━━━ MATERIAL SHOWN ━━━
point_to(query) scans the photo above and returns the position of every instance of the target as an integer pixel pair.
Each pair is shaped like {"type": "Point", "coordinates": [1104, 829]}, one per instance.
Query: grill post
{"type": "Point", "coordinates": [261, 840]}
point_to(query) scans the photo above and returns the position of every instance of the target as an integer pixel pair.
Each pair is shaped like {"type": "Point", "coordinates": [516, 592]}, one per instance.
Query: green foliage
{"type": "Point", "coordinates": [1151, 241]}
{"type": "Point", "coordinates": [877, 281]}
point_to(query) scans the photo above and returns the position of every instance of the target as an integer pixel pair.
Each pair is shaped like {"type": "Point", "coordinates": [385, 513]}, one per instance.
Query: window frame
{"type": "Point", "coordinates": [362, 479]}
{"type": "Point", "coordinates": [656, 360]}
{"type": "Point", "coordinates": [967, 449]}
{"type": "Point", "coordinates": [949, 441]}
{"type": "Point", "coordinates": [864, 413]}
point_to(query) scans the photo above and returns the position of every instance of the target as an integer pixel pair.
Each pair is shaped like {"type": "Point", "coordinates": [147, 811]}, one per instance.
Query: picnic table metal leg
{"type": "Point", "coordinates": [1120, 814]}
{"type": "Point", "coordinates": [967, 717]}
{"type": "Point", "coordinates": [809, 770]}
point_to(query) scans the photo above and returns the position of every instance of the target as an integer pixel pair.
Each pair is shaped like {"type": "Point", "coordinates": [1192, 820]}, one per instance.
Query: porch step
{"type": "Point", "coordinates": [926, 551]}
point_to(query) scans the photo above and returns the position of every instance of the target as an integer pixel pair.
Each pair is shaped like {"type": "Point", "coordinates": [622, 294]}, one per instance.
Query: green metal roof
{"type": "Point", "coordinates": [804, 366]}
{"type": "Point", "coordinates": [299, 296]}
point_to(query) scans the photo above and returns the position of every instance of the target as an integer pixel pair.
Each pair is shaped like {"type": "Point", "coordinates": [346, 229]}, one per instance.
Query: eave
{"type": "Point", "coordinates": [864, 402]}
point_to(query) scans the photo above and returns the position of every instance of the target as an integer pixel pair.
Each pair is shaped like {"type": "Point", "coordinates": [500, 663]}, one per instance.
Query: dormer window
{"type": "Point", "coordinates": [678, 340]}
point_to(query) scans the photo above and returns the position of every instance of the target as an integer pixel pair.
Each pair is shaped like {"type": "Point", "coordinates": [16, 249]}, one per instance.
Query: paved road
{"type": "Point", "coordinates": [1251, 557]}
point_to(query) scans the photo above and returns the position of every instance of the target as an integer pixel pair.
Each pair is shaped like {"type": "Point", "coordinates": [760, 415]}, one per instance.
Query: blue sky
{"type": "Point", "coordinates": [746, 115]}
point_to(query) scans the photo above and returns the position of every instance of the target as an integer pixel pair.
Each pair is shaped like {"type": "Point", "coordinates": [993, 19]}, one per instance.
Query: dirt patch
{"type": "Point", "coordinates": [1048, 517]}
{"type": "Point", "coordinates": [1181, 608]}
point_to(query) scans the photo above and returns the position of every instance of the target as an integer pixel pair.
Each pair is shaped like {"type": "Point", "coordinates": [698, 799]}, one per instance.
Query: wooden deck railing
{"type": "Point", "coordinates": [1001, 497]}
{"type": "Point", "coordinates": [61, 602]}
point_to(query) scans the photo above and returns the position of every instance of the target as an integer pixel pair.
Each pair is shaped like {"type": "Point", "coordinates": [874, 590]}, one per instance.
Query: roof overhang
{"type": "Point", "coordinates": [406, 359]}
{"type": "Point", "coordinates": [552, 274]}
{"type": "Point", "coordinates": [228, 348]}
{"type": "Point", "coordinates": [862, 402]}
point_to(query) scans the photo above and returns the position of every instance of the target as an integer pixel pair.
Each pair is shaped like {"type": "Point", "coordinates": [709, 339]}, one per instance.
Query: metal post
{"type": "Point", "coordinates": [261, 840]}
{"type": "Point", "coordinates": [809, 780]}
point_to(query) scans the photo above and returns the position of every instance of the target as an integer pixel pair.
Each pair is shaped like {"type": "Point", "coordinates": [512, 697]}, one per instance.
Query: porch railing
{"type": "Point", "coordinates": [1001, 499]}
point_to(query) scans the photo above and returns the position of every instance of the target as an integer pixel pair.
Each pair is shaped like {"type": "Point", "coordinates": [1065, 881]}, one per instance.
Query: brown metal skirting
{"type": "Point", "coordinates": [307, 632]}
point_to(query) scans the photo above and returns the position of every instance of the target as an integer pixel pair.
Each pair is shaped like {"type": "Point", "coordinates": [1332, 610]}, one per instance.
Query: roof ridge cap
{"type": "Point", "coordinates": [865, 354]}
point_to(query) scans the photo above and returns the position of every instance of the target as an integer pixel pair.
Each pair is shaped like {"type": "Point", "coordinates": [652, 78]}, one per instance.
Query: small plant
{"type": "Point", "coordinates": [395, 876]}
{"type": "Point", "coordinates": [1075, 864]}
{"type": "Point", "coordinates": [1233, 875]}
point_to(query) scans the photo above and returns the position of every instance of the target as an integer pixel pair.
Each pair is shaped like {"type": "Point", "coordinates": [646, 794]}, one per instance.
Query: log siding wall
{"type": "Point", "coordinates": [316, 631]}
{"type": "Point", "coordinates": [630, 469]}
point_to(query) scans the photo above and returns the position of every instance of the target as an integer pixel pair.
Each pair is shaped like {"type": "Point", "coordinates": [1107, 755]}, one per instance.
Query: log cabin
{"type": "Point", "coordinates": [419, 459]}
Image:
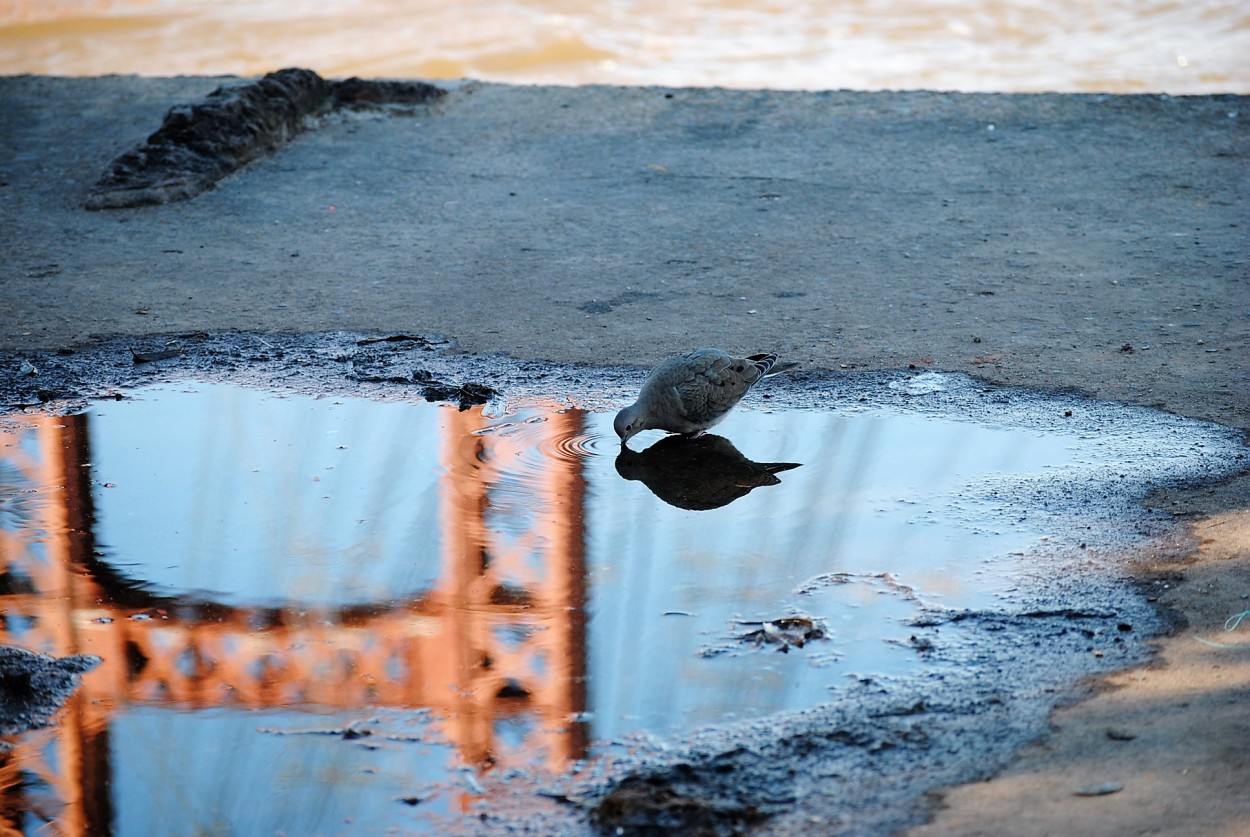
━━━
GIVEN REQUEST: Locate each line in the listing above that contains the string "roof", treating uppercase and lowercase as different, and copy those lines out in full.

FULL SOLUTION:
Query: green metal roof
Query: roof overhang
Query: roof ridge cap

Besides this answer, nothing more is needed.